- SHORT EXERCISE: Please convert the part of the rows below that opens with the line containing "Confirm that each instance of the parade" and closes with the line containing "pixel 77 450" into a JSON list of strings, one string per line, with blank lines left out.

- DATA SUPPLIED:
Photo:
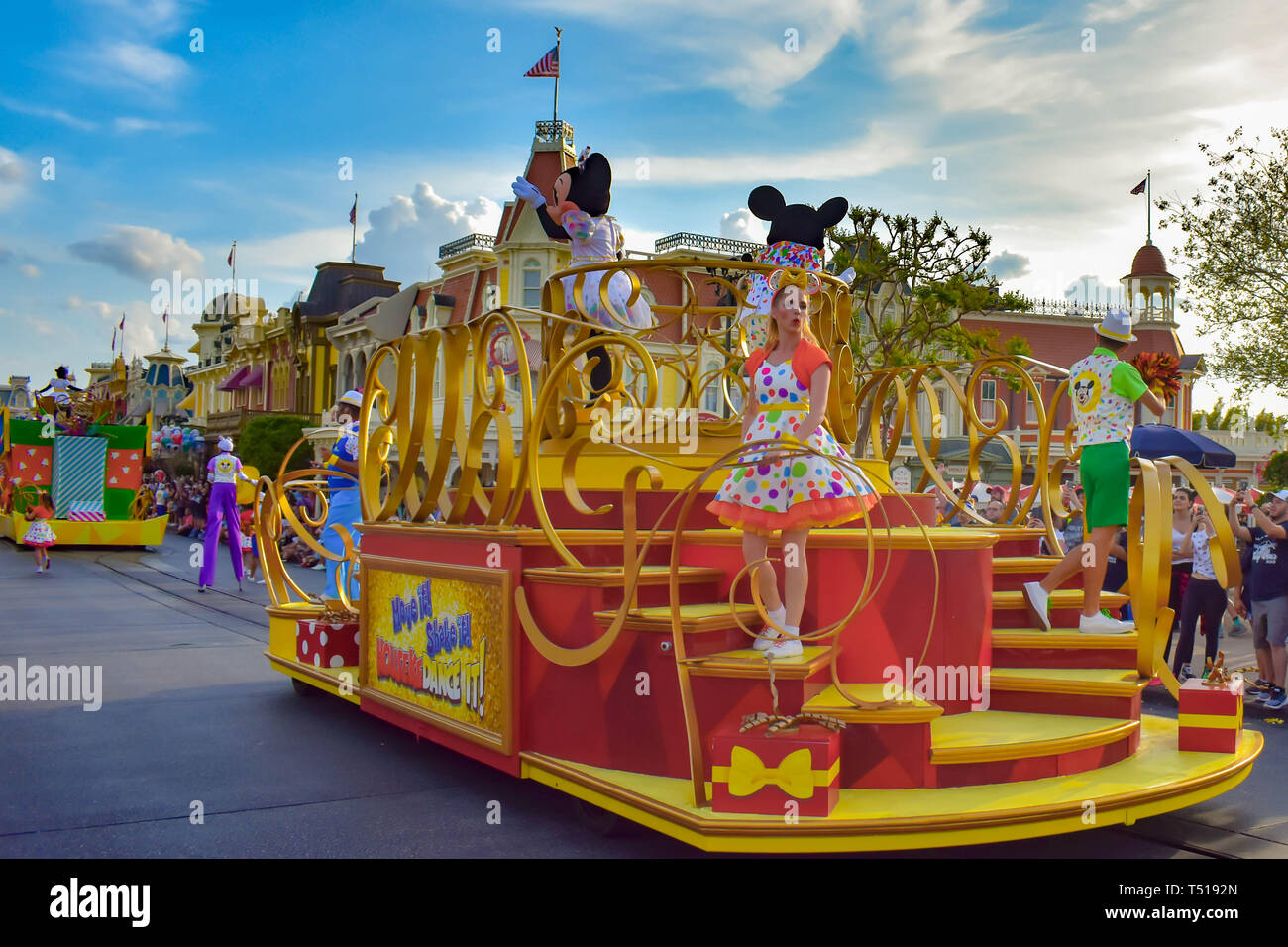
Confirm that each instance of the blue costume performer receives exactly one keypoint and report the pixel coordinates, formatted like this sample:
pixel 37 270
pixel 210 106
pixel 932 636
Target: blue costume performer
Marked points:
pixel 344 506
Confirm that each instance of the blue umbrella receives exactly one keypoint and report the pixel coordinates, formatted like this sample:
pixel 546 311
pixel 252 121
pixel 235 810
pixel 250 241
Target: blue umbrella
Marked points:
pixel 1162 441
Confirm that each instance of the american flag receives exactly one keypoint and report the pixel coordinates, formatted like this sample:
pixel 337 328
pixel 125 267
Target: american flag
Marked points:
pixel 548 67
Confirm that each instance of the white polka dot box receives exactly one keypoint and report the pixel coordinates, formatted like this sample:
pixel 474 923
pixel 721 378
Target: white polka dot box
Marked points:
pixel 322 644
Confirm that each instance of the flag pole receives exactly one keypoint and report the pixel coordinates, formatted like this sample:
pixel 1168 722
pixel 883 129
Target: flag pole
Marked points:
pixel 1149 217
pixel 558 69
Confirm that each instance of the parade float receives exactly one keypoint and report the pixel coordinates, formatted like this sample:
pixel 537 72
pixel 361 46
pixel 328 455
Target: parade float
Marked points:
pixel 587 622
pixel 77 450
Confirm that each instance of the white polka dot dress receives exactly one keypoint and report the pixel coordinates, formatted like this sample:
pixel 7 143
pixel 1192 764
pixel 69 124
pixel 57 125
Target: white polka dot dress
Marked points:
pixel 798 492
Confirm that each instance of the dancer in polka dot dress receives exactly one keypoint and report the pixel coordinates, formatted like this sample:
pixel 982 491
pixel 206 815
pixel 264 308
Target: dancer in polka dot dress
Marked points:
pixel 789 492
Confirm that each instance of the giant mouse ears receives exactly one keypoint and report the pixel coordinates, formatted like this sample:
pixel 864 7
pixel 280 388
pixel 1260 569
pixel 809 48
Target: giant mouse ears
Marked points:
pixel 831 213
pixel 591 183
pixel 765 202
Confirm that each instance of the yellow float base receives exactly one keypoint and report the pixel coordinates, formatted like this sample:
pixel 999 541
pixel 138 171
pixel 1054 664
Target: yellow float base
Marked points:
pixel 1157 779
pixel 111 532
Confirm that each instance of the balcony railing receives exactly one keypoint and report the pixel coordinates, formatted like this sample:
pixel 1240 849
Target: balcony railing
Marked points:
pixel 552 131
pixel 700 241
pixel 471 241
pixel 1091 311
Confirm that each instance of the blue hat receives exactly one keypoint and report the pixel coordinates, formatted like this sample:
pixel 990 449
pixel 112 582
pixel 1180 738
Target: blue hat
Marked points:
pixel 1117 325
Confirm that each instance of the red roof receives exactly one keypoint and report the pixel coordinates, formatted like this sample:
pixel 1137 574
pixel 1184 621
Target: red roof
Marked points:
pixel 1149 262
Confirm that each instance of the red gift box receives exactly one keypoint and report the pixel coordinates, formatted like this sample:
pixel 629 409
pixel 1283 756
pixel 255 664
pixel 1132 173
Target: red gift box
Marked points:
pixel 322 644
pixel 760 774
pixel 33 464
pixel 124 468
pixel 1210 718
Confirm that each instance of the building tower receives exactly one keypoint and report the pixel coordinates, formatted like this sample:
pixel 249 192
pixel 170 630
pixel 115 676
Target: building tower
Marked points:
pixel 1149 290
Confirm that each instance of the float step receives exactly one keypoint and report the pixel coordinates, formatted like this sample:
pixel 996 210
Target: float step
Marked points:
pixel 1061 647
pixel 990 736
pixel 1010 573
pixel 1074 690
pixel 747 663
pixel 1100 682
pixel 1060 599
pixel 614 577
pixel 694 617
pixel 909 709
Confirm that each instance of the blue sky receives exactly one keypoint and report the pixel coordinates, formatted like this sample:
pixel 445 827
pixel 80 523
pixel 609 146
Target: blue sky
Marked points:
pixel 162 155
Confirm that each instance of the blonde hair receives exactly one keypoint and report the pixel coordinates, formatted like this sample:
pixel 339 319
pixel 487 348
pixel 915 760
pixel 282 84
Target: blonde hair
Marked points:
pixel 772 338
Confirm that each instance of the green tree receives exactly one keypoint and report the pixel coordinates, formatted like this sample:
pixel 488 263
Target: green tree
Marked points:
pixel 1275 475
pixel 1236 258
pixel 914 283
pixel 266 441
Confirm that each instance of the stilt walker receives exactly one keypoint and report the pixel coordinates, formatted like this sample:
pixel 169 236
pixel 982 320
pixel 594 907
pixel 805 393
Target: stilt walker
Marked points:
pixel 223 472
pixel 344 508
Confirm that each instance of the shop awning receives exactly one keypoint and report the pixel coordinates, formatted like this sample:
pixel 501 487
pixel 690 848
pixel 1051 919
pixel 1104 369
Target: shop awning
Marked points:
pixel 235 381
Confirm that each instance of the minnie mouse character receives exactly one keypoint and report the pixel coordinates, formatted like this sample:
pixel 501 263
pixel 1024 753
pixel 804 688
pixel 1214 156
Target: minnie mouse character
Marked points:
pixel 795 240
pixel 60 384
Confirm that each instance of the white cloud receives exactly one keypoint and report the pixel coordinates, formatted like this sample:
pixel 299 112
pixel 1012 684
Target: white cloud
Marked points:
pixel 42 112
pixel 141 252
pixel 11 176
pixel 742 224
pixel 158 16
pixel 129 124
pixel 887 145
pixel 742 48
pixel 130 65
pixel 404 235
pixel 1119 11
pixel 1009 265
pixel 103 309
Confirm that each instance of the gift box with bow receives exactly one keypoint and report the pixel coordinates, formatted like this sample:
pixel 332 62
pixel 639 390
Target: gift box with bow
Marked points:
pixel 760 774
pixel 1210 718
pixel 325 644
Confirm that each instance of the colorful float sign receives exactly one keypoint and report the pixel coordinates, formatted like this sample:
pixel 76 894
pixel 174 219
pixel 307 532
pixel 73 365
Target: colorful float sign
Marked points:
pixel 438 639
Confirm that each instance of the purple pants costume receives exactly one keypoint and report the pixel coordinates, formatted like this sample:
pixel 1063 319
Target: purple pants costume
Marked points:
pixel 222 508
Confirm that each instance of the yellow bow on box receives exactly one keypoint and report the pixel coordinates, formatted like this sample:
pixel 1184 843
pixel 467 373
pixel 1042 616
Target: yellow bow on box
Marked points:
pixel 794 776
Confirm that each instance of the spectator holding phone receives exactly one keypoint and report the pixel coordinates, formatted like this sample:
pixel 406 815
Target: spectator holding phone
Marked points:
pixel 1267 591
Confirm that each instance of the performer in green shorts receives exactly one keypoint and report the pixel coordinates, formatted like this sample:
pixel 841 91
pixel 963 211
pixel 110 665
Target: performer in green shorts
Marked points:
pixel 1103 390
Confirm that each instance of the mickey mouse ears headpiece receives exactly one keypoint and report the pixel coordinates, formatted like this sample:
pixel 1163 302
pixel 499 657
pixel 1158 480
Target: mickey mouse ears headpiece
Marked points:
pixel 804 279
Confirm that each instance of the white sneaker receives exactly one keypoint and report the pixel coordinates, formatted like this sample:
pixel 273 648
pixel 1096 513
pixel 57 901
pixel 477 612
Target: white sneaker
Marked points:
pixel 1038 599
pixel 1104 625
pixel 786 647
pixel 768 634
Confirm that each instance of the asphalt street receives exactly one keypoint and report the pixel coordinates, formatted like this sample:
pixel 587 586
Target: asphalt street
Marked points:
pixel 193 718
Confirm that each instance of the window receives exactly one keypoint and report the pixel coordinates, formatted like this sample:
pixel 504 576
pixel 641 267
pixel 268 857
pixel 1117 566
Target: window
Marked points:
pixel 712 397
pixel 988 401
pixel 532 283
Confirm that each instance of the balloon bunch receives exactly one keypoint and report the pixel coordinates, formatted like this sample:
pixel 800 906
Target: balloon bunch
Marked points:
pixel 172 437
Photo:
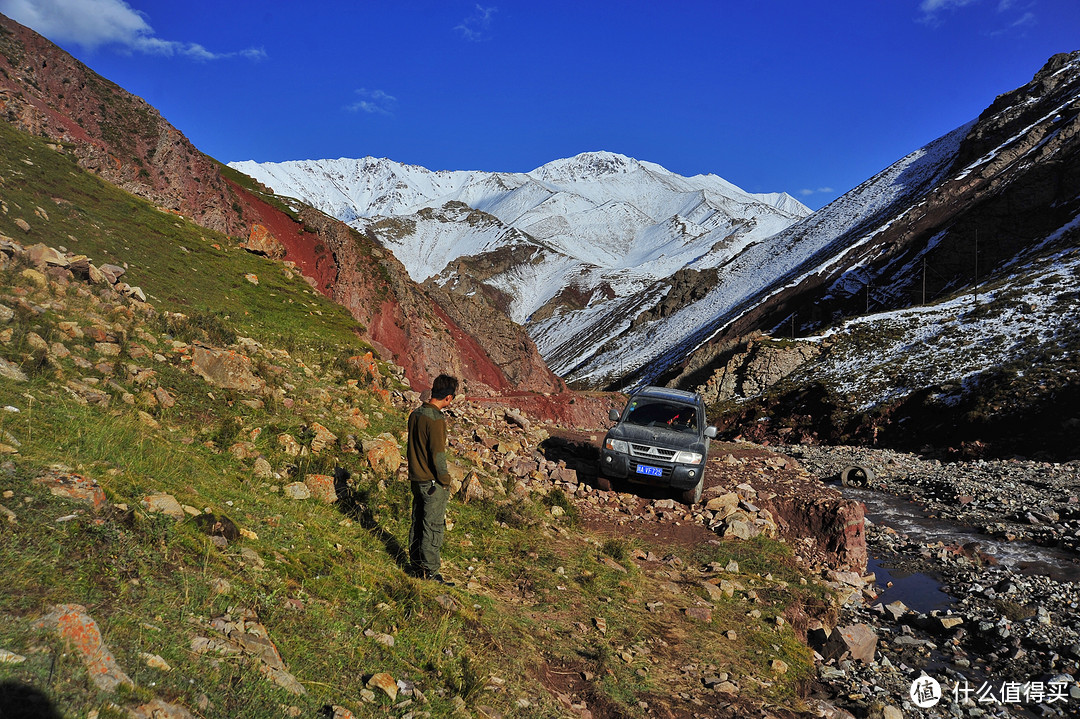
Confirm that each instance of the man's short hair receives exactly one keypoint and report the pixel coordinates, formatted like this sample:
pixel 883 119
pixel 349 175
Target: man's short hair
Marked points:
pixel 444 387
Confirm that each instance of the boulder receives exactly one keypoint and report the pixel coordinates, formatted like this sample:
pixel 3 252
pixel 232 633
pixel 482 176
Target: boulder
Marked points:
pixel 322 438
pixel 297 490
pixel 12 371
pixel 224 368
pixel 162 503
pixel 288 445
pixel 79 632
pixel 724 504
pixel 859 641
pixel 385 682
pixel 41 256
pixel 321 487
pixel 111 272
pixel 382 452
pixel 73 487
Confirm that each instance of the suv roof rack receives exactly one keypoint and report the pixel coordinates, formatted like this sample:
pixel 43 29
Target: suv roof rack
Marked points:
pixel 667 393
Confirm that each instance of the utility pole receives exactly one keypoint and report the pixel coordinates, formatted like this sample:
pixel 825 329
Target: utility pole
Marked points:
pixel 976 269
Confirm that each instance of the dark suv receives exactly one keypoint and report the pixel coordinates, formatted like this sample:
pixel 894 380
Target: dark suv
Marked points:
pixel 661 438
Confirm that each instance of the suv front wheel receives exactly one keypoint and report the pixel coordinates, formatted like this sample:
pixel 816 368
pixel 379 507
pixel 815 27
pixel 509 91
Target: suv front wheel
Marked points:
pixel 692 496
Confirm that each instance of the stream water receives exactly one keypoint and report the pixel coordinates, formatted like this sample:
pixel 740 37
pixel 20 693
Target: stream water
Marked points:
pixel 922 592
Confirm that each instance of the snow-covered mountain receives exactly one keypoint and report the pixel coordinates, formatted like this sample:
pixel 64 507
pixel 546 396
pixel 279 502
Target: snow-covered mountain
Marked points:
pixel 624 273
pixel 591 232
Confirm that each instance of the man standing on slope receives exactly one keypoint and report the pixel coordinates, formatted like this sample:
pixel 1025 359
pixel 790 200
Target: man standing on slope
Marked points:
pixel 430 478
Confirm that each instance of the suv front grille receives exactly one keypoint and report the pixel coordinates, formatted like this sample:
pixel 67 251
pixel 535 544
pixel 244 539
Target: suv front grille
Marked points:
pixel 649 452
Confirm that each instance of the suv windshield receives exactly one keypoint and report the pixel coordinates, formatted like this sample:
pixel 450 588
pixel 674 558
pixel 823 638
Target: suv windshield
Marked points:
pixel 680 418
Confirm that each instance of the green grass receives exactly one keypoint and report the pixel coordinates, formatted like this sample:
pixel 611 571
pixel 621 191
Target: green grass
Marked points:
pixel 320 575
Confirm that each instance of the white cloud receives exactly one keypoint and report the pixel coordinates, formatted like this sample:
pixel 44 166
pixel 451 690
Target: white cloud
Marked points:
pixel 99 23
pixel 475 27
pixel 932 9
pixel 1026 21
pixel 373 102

- RESULT OF THE TASK:
[
  "Confirm that each instance of the parade float receives exactly one keypoint and report the pixel coordinates, formatted like this sample:",
  "pixel 537 72",
  "pixel 361 46",
  "pixel 328 455",
  "Target: parade float",
  "Marked points:",
  "pixel 587 622",
  "pixel 77 450"
]